* Your goal:
From the line below that contains "positive clicks: (153, 298)" to the line that contains "309L0 326L98 293L97", repeat every line exactly, both ends included, and nothing else.

* Supplied material:
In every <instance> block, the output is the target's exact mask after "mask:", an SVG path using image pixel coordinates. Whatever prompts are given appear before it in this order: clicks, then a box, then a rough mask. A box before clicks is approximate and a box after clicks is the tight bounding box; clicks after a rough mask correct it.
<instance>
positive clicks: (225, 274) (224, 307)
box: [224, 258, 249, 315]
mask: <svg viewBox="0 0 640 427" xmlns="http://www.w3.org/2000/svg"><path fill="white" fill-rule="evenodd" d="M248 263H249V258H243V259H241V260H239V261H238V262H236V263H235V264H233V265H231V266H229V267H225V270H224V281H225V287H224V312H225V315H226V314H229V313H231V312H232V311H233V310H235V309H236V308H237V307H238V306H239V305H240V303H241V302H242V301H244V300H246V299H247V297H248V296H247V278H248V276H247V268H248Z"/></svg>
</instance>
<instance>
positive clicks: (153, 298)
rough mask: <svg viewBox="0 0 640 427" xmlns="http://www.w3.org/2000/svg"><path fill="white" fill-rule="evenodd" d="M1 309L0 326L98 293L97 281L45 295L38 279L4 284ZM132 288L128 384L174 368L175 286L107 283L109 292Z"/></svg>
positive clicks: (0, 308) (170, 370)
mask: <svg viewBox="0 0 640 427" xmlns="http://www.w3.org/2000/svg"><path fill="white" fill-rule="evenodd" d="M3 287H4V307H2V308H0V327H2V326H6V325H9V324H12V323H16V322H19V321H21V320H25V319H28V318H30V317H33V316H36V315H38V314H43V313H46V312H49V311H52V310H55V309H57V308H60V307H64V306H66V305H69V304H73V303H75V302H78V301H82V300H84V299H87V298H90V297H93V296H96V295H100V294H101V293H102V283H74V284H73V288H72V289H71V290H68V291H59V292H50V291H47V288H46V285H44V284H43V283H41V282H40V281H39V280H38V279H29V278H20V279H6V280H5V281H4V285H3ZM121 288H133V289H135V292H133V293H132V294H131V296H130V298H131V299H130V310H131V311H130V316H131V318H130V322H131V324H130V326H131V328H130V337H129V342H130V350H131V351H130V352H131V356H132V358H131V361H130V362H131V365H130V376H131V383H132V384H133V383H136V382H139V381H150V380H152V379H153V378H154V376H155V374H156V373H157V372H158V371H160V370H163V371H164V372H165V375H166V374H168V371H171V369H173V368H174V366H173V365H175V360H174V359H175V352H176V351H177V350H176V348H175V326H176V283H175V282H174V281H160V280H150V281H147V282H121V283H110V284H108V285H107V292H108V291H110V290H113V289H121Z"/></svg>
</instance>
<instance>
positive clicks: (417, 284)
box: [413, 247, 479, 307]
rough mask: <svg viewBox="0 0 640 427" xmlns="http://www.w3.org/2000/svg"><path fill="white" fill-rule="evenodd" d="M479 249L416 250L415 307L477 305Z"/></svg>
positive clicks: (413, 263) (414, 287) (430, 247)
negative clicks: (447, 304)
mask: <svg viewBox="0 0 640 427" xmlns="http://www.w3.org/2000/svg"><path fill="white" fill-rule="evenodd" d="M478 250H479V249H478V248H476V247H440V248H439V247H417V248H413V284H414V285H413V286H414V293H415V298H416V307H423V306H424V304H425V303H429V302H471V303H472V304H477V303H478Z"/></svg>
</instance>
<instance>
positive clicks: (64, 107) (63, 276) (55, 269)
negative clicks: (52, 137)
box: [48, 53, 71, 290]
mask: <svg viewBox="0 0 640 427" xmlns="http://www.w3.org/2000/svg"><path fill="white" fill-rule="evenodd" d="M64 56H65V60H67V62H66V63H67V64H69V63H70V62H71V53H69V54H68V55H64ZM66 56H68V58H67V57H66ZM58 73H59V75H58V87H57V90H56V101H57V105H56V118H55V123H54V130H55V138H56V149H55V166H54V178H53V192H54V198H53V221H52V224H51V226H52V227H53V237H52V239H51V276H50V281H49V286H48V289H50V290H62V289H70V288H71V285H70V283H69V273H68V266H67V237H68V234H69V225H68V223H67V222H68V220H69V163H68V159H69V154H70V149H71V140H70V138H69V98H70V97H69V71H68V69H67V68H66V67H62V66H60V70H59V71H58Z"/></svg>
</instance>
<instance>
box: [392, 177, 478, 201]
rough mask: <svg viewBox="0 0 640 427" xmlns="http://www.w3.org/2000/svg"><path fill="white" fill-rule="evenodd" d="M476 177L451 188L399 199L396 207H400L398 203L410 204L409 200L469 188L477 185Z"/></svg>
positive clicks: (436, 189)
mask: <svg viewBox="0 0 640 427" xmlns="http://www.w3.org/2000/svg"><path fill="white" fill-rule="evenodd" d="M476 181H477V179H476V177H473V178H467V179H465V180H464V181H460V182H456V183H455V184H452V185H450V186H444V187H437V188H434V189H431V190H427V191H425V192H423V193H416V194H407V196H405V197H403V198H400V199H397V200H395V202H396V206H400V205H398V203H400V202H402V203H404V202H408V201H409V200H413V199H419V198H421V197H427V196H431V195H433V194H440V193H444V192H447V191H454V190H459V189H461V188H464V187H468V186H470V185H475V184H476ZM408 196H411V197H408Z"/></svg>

* Result of this task:
positive clicks: (153, 298)
rough mask: <svg viewBox="0 0 640 427" xmlns="http://www.w3.org/2000/svg"><path fill="white" fill-rule="evenodd" d="M1 309L0 326L98 293L97 281L45 295L38 279L4 284ZM132 288L128 384L174 368L175 286L107 283L109 292Z"/></svg>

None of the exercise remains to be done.